• PROVIDED RECORDS:
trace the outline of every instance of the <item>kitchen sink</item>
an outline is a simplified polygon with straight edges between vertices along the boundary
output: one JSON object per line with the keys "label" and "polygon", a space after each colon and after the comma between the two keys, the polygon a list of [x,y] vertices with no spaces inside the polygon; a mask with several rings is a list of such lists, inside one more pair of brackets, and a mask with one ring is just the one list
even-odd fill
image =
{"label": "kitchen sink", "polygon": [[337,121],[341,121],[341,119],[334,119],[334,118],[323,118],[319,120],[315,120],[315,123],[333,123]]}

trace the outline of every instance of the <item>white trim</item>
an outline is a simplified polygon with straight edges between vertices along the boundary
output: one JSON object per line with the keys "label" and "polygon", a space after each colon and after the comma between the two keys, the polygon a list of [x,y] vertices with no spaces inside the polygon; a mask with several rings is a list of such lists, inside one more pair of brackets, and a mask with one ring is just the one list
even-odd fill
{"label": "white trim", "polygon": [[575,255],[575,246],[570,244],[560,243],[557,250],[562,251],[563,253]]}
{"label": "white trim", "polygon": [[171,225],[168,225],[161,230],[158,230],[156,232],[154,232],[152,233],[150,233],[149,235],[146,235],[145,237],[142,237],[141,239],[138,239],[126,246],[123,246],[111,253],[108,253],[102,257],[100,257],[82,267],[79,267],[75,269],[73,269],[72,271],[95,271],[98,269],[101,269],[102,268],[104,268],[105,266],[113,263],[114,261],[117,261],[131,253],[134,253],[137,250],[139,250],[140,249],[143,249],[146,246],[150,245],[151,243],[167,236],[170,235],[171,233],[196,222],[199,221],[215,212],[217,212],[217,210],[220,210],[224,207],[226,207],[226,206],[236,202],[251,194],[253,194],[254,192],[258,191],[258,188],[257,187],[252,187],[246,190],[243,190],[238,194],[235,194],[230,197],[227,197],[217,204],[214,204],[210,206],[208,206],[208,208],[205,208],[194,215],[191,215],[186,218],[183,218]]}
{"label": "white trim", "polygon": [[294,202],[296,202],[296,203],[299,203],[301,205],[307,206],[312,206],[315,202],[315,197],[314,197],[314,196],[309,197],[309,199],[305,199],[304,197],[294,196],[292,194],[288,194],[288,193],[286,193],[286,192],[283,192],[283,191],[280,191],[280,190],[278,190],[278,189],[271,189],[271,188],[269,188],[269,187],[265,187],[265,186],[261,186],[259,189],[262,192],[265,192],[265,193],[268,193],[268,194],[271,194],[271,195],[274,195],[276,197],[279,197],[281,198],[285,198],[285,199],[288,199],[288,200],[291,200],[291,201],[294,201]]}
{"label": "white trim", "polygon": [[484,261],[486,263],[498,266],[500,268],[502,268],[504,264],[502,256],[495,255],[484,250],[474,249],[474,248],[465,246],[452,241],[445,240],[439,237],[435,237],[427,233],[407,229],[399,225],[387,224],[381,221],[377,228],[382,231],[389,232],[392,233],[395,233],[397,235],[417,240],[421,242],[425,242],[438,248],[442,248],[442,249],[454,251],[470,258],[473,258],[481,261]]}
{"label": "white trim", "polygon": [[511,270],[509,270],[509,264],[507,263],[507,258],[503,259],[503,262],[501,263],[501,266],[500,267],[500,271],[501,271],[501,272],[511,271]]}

• REQUIREMENTS: Retype each record exactly, leaving nothing out.

• PROBLEM SOLUTION:
trace the outline of every instance of the <item>kitchen sink</item>
an outline is a simplified polygon with straight edges between vertices along the boundary
output: one JSON object per line with the keys "label" and "polygon", a space after each colon and after the comma between the two keys, the polygon a list of [x,y] vertices with no spaces inside the polygon; a mask with several rings is a list of such lists, inside one more pair of brackets, and a mask with one ring is just the one list
even-odd fill
image =
{"label": "kitchen sink", "polygon": [[337,121],[341,121],[341,119],[334,119],[334,118],[323,118],[319,120],[315,120],[315,123],[333,123]]}

trace the outline of every instance of the <item>white trim</item>
an outline is a simplified polygon with straight edges between vertices along the boundary
output: one JSON object per line with the keys "label" and "polygon", a space after each colon and after the comma between the two keys, the polygon a list of [x,y] vertices with no spaces inside the polygon; a mask with several rings is a list of such lists, inside one more pair of brackets, and a mask with one ring is just the one list
even-odd fill
{"label": "white trim", "polygon": [[575,255],[575,246],[570,244],[560,243],[557,250],[562,251],[563,253]]}
{"label": "white trim", "polygon": [[171,225],[168,225],[161,230],[158,230],[156,232],[154,232],[152,233],[150,233],[149,235],[146,235],[145,237],[142,237],[141,239],[138,239],[126,246],[123,246],[111,253],[108,253],[102,257],[100,257],[82,267],[79,267],[75,269],[73,269],[72,271],[95,271],[98,269],[101,269],[102,268],[104,268],[105,266],[113,263],[114,261],[117,261],[131,253],[134,253],[137,250],[139,250],[140,249],[143,249],[146,246],[150,245],[151,243],[167,236],[170,235],[171,233],[196,222],[199,221],[215,212],[217,212],[217,210],[220,210],[224,207],[226,207],[226,206],[236,202],[251,194],[253,194],[254,192],[258,191],[258,188],[257,187],[252,187],[246,190],[243,190],[238,194],[235,194],[230,197],[227,197],[217,204],[214,204],[210,206],[208,206],[208,208],[205,208],[194,215],[191,215],[186,218],[183,218]]}
{"label": "white trim", "polygon": [[294,202],[296,202],[296,203],[299,203],[301,205],[307,206],[312,206],[315,202],[315,197],[314,197],[314,196],[309,197],[309,199],[305,199],[304,197],[294,196],[292,194],[288,194],[288,193],[286,193],[286,192],[283,192],[283,191],[280,191],[280,190],[278,190],[278,189],[271,189],[271,188],[269,188],[269,187],[265,187],[265,186],[261,186],[259,189],[262,192],[265,192],[265,193],[268,193],[268,194],[271,194],[271,195],[274,195],[276,197],[279,197],[281,198],[285,198],[285,199],[288,199],[288,200],[291,200],[291,201],[294,201]]}
{"label": "white trim", "polygon": [[484,261],[486,263],[498,266],[500,268],[502,268],[504,264],[502,256],[495,255],[484,250],[474,249],[474,248],[465,246],[452,241],[445,240],[439,237],[435,237],[427,233],[407,229],[399,225],[387,224],[381,221],[377,228],[382,231],[389,232],[392,233],[395,233],[397,235],[417,240],[421,242],[425,242],[438,248],[442,248],[442,249],[454,251],[470,258],[473,258],[481,261]]}
{"label": "white trim", "polygon": [[511,270],[509,270],[509,264],[507,263],[507,258],[503,259],[503,262],[501,263],[501,266],[500,267],[500,271],[501,271],[501,272],[511,271]]}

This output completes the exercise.